▶ _EXCERPT_
━━━━━━━━━━━━━━━━━━━━

That was the way matters stood when, in the summer of 1938, Marion went abroad. “While I was gone,” she recalled three decades later, “something happened between Eleanor and Nancy. I don't know what. Nancy and Eleanor had a very tragic talk in which both said things they should not have said, but when I came back Nancy was crushed and Eleanor refused to see me. What took place I don't know.”
14

Eleanor did, however, spell out her version of what had happened in a letter to Marion on November 9, 1938, when she made a new attempt to gain clear title to the shop by turning over her share in the Todhunter School Fund to Nancy and Marion, and again, half a year later, when she finally insisted on withdrawing totally from Todhunter.

The talk I had with you last summer was a very preliminary one, but it was the result of a long period in which you may not have realized that you, Nan and I were having serious difficulties. After you left, I had a long and very illuminating talk with Nan which made me realize that you and Nan felt that you had spent your lives building me up. As I never at any time intended to put you in that position, and as I never had any personal ambitions, I was a little appalled to discover what was in Nan's mind, and of course must
have been in yours. I know Nan well enough to know that you are a great influence and factor in her life.

In addition, on a number of occasions Nan has told me how extremely difficult my name made the school situation for you. You have told me that in spite of that, you wished me to continue my connection because we had begun together. However, in view of the fact that other factors have entered the situation which made me feel that we no longer had the same relationship that I thought we had in the past, there was no point in subjecting you to a situation which was detrimental. One real factor was that certain things came back to me through Franklin which made me realize many things which I had never realized before.

━━━━━━━━━━━━━━━━━━━━

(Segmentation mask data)
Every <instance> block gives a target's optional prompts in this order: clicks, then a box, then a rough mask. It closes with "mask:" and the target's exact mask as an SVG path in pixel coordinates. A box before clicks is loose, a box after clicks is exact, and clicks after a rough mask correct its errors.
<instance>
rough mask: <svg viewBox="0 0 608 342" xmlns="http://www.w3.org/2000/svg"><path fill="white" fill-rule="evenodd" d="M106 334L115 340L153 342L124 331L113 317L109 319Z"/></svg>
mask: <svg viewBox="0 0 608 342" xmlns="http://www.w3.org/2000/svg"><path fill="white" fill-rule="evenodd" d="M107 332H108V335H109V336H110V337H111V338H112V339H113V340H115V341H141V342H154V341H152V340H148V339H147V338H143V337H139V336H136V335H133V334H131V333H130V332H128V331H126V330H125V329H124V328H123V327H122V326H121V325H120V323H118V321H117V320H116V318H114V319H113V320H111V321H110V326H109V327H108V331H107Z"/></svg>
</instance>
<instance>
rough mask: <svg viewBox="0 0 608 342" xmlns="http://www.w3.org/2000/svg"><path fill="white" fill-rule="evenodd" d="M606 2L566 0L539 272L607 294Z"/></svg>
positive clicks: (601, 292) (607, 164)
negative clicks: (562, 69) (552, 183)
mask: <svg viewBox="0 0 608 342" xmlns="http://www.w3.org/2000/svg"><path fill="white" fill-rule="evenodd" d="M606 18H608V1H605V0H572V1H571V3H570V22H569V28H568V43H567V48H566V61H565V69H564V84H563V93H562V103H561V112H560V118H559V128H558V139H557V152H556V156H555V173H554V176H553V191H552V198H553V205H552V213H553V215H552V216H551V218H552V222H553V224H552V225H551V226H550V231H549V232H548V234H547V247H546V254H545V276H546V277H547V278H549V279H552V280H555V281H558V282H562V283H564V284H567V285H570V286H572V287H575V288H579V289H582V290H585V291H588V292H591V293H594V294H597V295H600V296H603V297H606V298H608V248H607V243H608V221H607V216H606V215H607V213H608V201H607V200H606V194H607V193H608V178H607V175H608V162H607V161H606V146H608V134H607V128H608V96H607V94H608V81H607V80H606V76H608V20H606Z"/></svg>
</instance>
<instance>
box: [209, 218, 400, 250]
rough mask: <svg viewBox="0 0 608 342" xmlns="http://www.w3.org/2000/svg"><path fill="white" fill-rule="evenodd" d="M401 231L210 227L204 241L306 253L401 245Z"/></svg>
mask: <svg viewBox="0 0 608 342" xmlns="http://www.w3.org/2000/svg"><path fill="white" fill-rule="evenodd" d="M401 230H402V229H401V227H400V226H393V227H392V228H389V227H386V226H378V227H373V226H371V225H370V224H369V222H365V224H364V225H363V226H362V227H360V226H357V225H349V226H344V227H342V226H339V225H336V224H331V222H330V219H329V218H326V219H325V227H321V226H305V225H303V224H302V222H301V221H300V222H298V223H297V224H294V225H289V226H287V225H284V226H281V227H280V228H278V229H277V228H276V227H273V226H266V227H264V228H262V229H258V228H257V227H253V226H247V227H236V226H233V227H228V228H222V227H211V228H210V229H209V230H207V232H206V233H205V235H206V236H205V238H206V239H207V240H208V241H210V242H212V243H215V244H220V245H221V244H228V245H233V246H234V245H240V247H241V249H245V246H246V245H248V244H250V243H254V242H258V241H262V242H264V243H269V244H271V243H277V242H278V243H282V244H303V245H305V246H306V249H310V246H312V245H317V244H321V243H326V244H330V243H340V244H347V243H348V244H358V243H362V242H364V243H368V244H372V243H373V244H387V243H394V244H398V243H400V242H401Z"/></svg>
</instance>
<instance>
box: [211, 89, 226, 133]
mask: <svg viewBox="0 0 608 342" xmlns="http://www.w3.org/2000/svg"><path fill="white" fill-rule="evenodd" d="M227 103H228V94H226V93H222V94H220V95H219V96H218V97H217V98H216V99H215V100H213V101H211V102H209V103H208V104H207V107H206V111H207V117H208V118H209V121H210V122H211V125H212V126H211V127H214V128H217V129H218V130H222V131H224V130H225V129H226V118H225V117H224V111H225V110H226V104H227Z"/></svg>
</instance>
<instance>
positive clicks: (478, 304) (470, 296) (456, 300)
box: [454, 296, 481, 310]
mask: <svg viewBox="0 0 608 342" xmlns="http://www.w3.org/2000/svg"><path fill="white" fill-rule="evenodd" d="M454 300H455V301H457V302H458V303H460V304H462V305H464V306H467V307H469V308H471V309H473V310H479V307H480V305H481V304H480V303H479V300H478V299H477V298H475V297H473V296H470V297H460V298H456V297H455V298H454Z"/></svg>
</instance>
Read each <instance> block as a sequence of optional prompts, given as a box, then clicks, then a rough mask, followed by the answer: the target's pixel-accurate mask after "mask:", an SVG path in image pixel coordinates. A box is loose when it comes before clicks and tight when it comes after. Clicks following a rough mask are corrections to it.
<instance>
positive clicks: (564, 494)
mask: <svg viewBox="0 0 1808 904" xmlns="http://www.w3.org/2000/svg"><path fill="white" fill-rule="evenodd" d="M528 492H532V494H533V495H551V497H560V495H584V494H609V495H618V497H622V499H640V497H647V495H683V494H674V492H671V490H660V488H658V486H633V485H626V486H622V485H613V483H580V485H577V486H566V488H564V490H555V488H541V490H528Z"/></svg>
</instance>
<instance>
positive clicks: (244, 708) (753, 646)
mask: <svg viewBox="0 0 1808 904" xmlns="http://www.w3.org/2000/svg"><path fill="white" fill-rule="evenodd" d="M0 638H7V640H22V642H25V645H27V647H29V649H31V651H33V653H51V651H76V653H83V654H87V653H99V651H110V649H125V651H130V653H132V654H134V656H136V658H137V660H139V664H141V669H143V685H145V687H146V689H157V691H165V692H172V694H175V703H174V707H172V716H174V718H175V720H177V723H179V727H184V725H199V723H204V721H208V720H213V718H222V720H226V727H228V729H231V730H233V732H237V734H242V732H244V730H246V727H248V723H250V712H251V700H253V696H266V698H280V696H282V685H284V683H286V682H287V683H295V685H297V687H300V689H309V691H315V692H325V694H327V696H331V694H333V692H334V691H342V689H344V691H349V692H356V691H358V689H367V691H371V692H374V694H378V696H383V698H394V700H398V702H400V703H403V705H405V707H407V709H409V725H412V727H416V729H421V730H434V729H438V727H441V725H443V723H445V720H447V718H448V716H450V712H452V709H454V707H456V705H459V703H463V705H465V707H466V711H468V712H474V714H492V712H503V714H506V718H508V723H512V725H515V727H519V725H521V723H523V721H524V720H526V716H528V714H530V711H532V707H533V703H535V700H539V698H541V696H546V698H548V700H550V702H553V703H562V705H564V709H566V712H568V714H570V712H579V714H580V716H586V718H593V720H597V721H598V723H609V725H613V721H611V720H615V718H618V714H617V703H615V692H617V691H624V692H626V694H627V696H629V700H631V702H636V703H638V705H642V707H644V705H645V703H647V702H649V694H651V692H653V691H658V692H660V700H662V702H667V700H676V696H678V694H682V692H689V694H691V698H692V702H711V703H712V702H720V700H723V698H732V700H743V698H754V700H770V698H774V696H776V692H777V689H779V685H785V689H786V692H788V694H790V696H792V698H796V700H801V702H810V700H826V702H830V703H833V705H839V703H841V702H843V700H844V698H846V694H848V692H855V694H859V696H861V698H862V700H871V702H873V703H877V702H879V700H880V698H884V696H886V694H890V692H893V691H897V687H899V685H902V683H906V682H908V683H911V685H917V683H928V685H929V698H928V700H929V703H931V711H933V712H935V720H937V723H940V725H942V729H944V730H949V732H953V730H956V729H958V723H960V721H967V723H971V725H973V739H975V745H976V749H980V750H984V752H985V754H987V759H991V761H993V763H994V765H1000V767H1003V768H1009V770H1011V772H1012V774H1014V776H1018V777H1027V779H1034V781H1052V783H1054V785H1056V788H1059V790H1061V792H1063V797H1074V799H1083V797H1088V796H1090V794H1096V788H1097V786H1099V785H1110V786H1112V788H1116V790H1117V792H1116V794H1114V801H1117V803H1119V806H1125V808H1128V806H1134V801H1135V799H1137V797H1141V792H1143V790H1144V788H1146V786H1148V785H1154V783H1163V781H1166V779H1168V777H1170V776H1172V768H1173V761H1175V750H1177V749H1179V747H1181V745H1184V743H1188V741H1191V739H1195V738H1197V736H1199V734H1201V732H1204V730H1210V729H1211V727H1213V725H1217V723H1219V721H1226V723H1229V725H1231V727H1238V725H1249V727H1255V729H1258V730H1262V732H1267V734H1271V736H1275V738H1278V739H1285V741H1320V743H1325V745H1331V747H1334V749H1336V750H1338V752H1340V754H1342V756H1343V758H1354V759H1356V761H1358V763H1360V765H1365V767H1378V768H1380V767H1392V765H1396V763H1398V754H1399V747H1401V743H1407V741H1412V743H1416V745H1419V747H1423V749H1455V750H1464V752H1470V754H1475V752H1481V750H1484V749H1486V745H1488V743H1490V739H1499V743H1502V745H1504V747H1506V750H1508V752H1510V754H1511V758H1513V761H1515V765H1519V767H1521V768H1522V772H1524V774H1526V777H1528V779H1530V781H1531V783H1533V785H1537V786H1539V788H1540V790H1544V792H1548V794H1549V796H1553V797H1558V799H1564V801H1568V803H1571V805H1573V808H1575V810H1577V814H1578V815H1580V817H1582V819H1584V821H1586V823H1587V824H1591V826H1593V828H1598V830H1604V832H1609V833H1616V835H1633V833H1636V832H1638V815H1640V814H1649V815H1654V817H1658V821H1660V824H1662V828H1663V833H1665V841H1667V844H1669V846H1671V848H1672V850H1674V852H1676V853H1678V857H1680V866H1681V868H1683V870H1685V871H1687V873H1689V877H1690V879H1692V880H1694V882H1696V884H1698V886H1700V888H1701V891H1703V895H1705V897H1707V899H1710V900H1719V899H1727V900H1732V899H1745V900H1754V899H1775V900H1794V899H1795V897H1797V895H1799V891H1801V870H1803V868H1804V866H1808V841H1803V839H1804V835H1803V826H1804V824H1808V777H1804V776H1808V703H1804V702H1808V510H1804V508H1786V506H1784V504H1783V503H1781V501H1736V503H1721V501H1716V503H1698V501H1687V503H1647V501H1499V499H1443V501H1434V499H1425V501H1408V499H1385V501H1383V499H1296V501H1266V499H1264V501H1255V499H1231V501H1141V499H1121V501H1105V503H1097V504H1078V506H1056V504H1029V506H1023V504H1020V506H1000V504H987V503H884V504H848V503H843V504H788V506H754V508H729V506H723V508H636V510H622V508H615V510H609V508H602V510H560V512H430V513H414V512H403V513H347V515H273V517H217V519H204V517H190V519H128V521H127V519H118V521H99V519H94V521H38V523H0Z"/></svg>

━━━━━━━━━━━━━━━━━━━━

▶ _PROBLEMS TO WORK ON_
#1 Answer these questions using the excerpt about Eleanor, Nancy, and Marion.
(a) In what season and year did Marion go abroad?
(b) On what date did Eleanor write her letter to Marion?
(c) Through whom did certain things come back to Eleanor?
#2 Output the segmentation mask rows, starting with the first line of the rows and going on through the line with "positive clicks: (601, 292) (607, 164)".
The text and the rows have no connection to each other.

▶ _SOLUTION LIST_
#1
(a) The summer of 1938
(b) November 9, 1938
(c) Franklin

#2
Every <instance> block gives a target's optional prompts in this order: clicks, then a box, then a rough mask. It closes with "mask:" and the target's exact mask as an SVG path in pixel coordinates. A box before clicks is loose, a box after clicks is exact, and clicks after a rough mask correct its errors.
<instance>
rough mask: <svg viewBox="0 0 608 342" xmlns="http://www.w3.org/2000/svg"><path fill="white" fill-rule="evenodd" d="M106 334L115 340L153 342L124 331L113 317L109 319Z"/></svg>
mask: <svg viewBox="0 0 608 342" xmlns="http://www.w3.org/2000/svg"><path fill="white" fill-rule="evenodd" d="M107 332H108V335H109V336H110V337H111V338H112V339H113V340H115V341H141V342H154V341H152V340H148V339H147V338H143V337H139V336H136V335H133V334H131V333H130V332H128V331H126V330H125V329H124V328H123V327H122V326H121V325H120V323H118V321H117V320H116V318H114V319H113V320H111V321H110V326H109V327H108V331H107Z"/></svg>
</instance>
<instance>
rough mask: <svg viewBox="0 0 608 342" xmlns="http://www.w3.org/2000/svg"><path fill="white" fill-rule="evenodd" d="M606 2L566 0L539 272L607 294Z"/></svg>
positive clicks: (601, 292) (607, 164)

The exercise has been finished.